Count how many lines in the records contain the string "segment", with case counting, and reply with only that number.
=-=-=-=-=
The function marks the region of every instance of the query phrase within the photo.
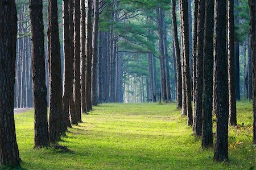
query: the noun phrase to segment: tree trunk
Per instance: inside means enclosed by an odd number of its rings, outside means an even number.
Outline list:
[[[93,105],[96,105],[98,102],[98,95],[97,93],[97,63],[98,50],[98,0],[94,2],[94,17],[93,17],[93,36],[92,48],[92,102]]]
[[[81,103],[82,113],[86,113],[85,103],[86,77],[86,37],[85,37],[85,2],[81,1]]]
[[[228,63],[229,74],[229,123],[237,125],[234,64],[234,0],[228,1]]]
[[[185,90],[183,92],[185,94],[186,98],[186,115],[188,117],[188,125],[192,125],[193,118],[191,107],[191,77],[189,73],[189,42],[188,30],[188,13],[187,0],[180,0],[180,9],[181,24],[181,34],[183,42],[183,56],[184,60],[184,78],[185,84]]]
[[[87,1],[86,9],[86,110],[92,110],[91,85],[92,85],[92,1]]]
[[[212,136],[212,93],[213,81],[214,5],[212,0],[205,1],[204,39],[204,82],[202,110],[202,147],[213,145]]]
[[[193,98],[195,97],[196,81],[196,49],[197,47],[197,18],[199,0],[194,0],[194,27],[193,30]]]
[[[182,106],[182,79],[181,64],[180,63],[180,45],[177,31],[177,19],[176,16],[176,1],[172,0],[172,36],[174,37],[174,48],[175,50],[176,72],[177,74],[176,93],[177,109],[181,109]]]
[[[163,9],[163,43],[164,51],[164,63],[166,70],[166,96],[168,101],[172,100],[171,95],[171,86],[170,83],[170,69],[169,69],[169,55],[168,55],[167,31],[164,11]]]
[[[253,142],[256,144],[256,1],[249,0],[251,47],[253,57]]]
[[[234,0],[234,3],[239,6],[238,0]],[[239,11],[237,10],[234,11],[236,18],[234,19],[234,24],[239,27]],[[237,100],[240,100],[240,68],[239,63],[239,42],[237,39],[234,44],[235,55],[235,72],[236,72],[236,98]]]
[[[71,79],[73,70],[71,66],[73,64],[72,58],[70,51],[70,32],[69,32],[69,14],[68,11],[68,0],[63,1],[63,47],[64,47],[64,82],[63,94],[63,131],[67,131],[67,127],[71,127],[69,120],[69,101],[73,93],[70,90],[73,85],[73,80]]]
[[[70,80],[71,81],[71,98],[69,101],[69,114],[71,117],[71,122],[72,124],[77,124],[76,115],[75,111],[75,102],[74,102],[74,41],[72,40],[74,39],[74,1],[69,1],[69,38],[70,38],[70,70],[72,71],[72,74],[71,74]]]
[[[216,0],[215,3],[216,33],[215,35],[214,67],[216,70],[215,98],[217,106],[216,143],[213,159],[228,159],[228,119],[229,92],[228,59],[226,55],[226,1]]]
[[[50,84],[49,138],[50,142],[60,139],[61,126],[62,84],[60,45],[57,0],[48,1],[48,65]]]
[[[248,38],[248,100],[250,101],[253,98],[253,57],[251,57],[251,49],[250,43]]]
[[[205,1],[199,0],[197,15],[196,49],[196,78],[194,96],[193,130],[196,136],[202,134],[202,98],[203,86],[204,38]]]
[[[158,26],[158,36],[159,39],[159,52],[160,59],[160,74],[161,82],[162,98],[163,101],[167,99],[166,94],[166,70],[164,61],[164,37],[163,37],[163,10],[162,9],[156,7],[156,18]]]
[[[49,145],[44,64],[44,34],[43,1],[30,1],[32,34],[33,90],[35,103],[35,147]]]
[[[1,1],[0,10],[0,166],[19,166],[13,113],[17,33],[15,1]]]
[[[82,122],[81,117],[81,84],[80,84],[80,1],[74,1],[74,101],[76,118]]]

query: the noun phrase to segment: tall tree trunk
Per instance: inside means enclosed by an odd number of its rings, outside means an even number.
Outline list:
[[[163,10],[159,7],[156,7],[156,18],[158,26],[158,36],[159,39],[159,52],[160,59],[160,73],[161,82],[162,98],[163,101],[167,99],[166,94],[166,70],[164,61],[164,37],[163,37]]]
[[[196,79],[194,96],[193,130],[196,136],[202,134],[202,98],[203,86],[203,56],[205,1],[199,0],[197,15],[197,42],[196,49]]]
[[[75,111],[75,102],[74,102],[74,41],[72,40],[74,39],[74,1],[69,1],[69,38],[70,38],[70,70],[72,71],[72,74],[71,74],[71,98],[69,101],[69,114],[71,117],[71,122],[72,124],[77,124],[76,113]]]
[[[181,64],[180,63],[180,45],[177,31],[177,19],[176,16],[176,1],[172,0],[172,36],[174,37],[174,48],[175,50],[176,72],[177,74],[176,93],[177,93],[177,108],[181,109],[182,106],[182,79],[181,79]]]
[[[62,84],[60,45],[57,0],[48,1],[48,65],[50,84],[49,138],[50,142],[60,139],[61,126]]]
[[[93,105],[96,105],[98,102],[98,95],[97,93],[97,63],[98,51],[98,0],[93,1],[94,2],[94,17],[93,30],[93,48],[92,48],[92,102]]]
[[[168,42],[167,42],[167,31],[166,20],[165,17],[164,11],[161,9],[163,13],[163,41],[164,49],[164,63],[166,69],[166,96],[167,101],[172,100],[171,95],[171,85],[170,82],[170,68],[169,68],[169,55],[168,55]]]
[[[234,0],[234,3],[236,6],[239,6],[238,0]],[[235,16],[234,24],[238,27],[239,26],[239,12],[237,10],[234,11]],[[236,98],[237,100],[240,100],[240,68],[239,63],[239,42],[236,40],[234,44],[234,55],[235,55],[235,72],[236,72]]]
[[[191,77],[189,73],[189,42],[188,30],[188,14],[187,0],[180,0],[180,10],[181,16],[181,35],[183,42],[183,58],[184,61],[184,75],[185,88],[183,93],[185,93],[186,104],[186,115],[188,117],[188,125],[192,125],[193,118],[191,107]],[[183,107],[184,107],[183,103]]]
[[[1,1],[0,11],[0,166],[19,166],[13,113],[17,33],[15,1]]]
[[[194,0],[194,27],[193,30],[193,98],[195,97],[196,80],[196,49],[197,47],[197,19],[199,0]]]
[[[229,123],[237,125],[234,64],[234,0],[228,1],[228,63],[229,74]]]
[[[49,145],[44,64],[43,1],[30,0],[33,90],[35,103],[35,147]]]
[[[91,85],[92,85],[92,1],[87,1],[86,9],[86,110],[92,110]]]
[[[256,144],[256,1],[249,0],[251,47],[253,57],[253,142]]]
[[[229,115],[228,59],[226,55],[226,1],[216,0],[215,3],[216,33],[215,35],[214,67],[216,79],[215,98],[217,105],[216,143],[213,159],[228,159],[228,119]]]
[[[73,80],[71,79],[73,70],[71,66],[73,64],[72,59],[70,51],[70,32],[69,32],[69,14],[68,0],[63,1],[63,47],[64,47],[64,82],[63,93],[63,131],[67,131],[67,127],[71,127],[69,120],[69,101],[71,95],[73,94],[70,90],[73,85]]]
[[[212,94],[213,81],[214,5],[212,0],[205,1],[204,38],[204,82],[202,110],[202,147],[213,145],[212,136]]]
[[[76,118],[81,122],[80,84],[80,1],[74,1],[74,101]]]
[[[193,36],[192,36],[192,16],[191,1],[188,0],[188,29],[189,34],[189,71],[191,76],[191,89],[193,89]],[[192,95],[193,97],[193,95]]]
[[[86,113],[85,103],[86,77],[86,37],[85,37],[85,2],[81,0],[81,103],[82,113]]]
[[[253,98],[253,57],[251,57],[251,43],[248,38],[248,100],[250,101]]]

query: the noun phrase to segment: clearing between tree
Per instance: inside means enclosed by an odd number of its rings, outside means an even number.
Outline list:
[[[18,144],[26,169],[249,169],[255,164],[251,103],[237,103],[238,123],[229,131],[229,163],[213,161],[202,150],[176,104],[106,103],[82,115],[59,144],[33,150],[34,113],[15,115]],[[214,117],[214,120],[215,117]],[[216,131],[214,121],[213,132]]]

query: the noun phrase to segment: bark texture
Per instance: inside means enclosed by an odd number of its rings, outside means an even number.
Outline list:
[[[199,0],[197,15],[197,42],[196,47],[196,67],[194,86],[194,116],[193,130],[196,136],[201,136],[202,134],[202,98],[203,83],[203,53],[204,38],[205,1]]]
[[[229,74],[229,123],[237,125],[234,64],[234,0],[228,1],[228,63]]]
[[[212,94],[213,84],[214,1],[205,1],[204,39],[204,82],[202,109],[202,147],[213,145],[212,136]]]
[[[0,165],[19,166],[13,113],[17,14],[15,1],[0,1]]]
[[[213,159],[228,159],[228,119],[229,114],[228,58],[226,55],[226,1],[216,0],[215,3],[216,34],[215,35],[214,67],[216,70],[214,93],[217,111],[216,143]]]
[[[49,145],[47,100],[44,64],[44,34],[43,1],[30,1],[32,34],[32,64],[34,102],[34,147]]]
[[[253,142],[256,144],[256,1],[250,0],[251,46],[253,57]]]
[[[63,115],[61,68],[59,36],[57,0],[48,1],[48,65],[50,83],[49,138],[50,142],[60,139]]]
[[[175,52],[176,72],[177,74],[176,91],[177,91],[177,108],[181,109],[182,106],[182,78],[181,63],[180,62],[180,45],[177,31],[177,19],[176,16],[176,1],[172,0],[172,36],[174,37],[174,48]]]
[[[80,85],[80,1],[74,1],[74,101],[75,110],[78,122],[81,117],[81,85]]]

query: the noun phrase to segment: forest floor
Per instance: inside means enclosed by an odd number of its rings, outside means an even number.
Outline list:
[[[229,161],[213,161],[213,148],[202,150],[175,103],[106,103],[82,115],[59,144],[34,150],[34,114],[15,115],[24,169],[253,169],[252,103],[237,104],[238,123],[230,127]],[[215,122],[214,126],[215,126]],[[214,132],[215,128],[214,128]],[[252,169],[253,168],[253,169]]]

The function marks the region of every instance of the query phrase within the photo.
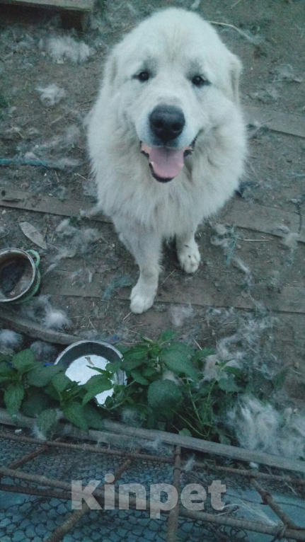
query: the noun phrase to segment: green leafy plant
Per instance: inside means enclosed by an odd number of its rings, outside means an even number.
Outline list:
[[[59,413],[84,431],[89,427],[100,429],[103,426],[96,407],[83,406],[84,386],[71,381],[59,366],[45,367],[35,362],[30,349],[13,357],[1,357],[0,388],[9,413],[16,415],[21,410],[38,417],[38,427],[44,432],[54,427]]]
[[[0,356],[0,400],[12,415],[21,412],[36,417],[38,428],[47,434],[60,417],[84,431],[101,429],[108,417],[230,443],[221,420],[238,393],[255,391],[253,375],[250,382],[249,374],[226,360],[216,364],[217,378],[205,379],[207,357],[214,351],[175,342],[171,330],[158,340],[142,338],[135,346],[120,350],[122,359],[105,369],[88,366],[93,375],[82,386],[71,381],[60,366],[35,361],[30,350]],[[125,385],[114,384],[119,370],[126,374]],[[258,376],[262,389],[264,377]],[[278,388],[283,380],[282,374],[274,381],[265,379],[266,389]],[[96,396],[110,389],[112,396],[98,405]]]

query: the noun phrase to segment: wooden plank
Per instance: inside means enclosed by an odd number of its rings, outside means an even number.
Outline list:
[[[0,186],[0,206],[62,217],[79,217],[81,209],[87,210],[92,207],[92,204],[85,198],[81,202],[76,200],[62,201],[58,197],[33,194],[25,190],[13,190],[3,186]],[[110,219],[103,214],[96,215],[91,220],[111,222]],[[297,213],[258,205],[237,197],[227,204],[218,215],[217,220],[278,237],[282,236],[279,226],[287,226],[292,231],[297,232],[299,224]],[[301,231],[299,241],[305,243],[305,225]]]
[[[0,423],[30,428],[35,425],[35,420],[24,416],[22,414],[18,414],[18,416],[12,418],[7,410],[0,408]],[[272,456],[262,452],[252,451],[243,448],[238,448],[235,446],[219,444],[217,442],[202,440],[194,437],[184,437],[180,434],[168,433],[166,431],[130,427],[125,424],[111,422],[109,420],[104,420],[105,432],[90,429],[88,433],[86,433],[66,423],[60,424],[60,427],[62,428],[59,429],[61,434],[64,434],[66,436],[73,435],[74,438],[93,440],[96,442],[104,442],[104,435],[107,435],[107,432],[111,432],[113,434],[122,435],[122,438],[126,438],[128,436],[130,438],[138,438],[142,440],[155,440],[159,439],[166,444],[181,446],[183,448],[188,450],[195,450],[204,454],[211,454],[212,456],[229,457],[231,459],[246,461],[247,463],[253,461],[253,463],[267,465],[285,471],[305,473],[305,463],[297,459],[288,459],[280,456]],[[64,429],[62,429],[62,428]]]
[[[73,284],[72,272],[54,270],[48,275],[48,279],[42,283],[42,294],[71,296],[72,297],[94,297],[101,299],[107,284],[101,283],[101,275],[95,273],[91,284],[86,288],[80,289],[77,284]],[[115,298],[128,301],[130,290],[122,288],[115,292]],[[275,312],[305,313],[305,289],[292,287],[284,287],[281,292],[268,290],[265,286],[256,286],[251,289],[251,296],[247,296],[241,287],[238,289],[230,284],[224,284],[221,292],[216,289],[211,290],[206,287],[205,281],[194,278],[188,287],[181,289],[180,284],[171,284],[171,289],[161,289],[156,297],[159,303],[190,304],[198,306],[231,307],[252,309],[253,302],[262,300],[265,306]]]
[[[261,109],[253,105],[244,108],[248,122],[259,122],[269,129],[284,134],[305,137],[305,118],[298,115]]]
[[[226,205],[217,219],[220,222],[234,224],[253,231],[282,236],[282,226],[287,226],[291,231],[299,231],[299,217],[297,212],[289,213],[274,207],[258,205],[235,197]],[[305,243],[305,225],[303,224],[299,241]]]
[[[0,206],[13,209],[23,209],[25,211],[35,211],[40,213],[51,213],[62,217],[79,217],[81,209],[88,210],[92,204],[85,199],[62,200],[58,197],[33,194],[25,190],[12,190],[0,186]],[[100,222],[110,222],[108,217],[102,214],[94,217],[94,220]]]
[[[0,0],[0,4],[84,12],[92,11],[94,0]]]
=-=-=-=-=
◆ TASK RESULT
7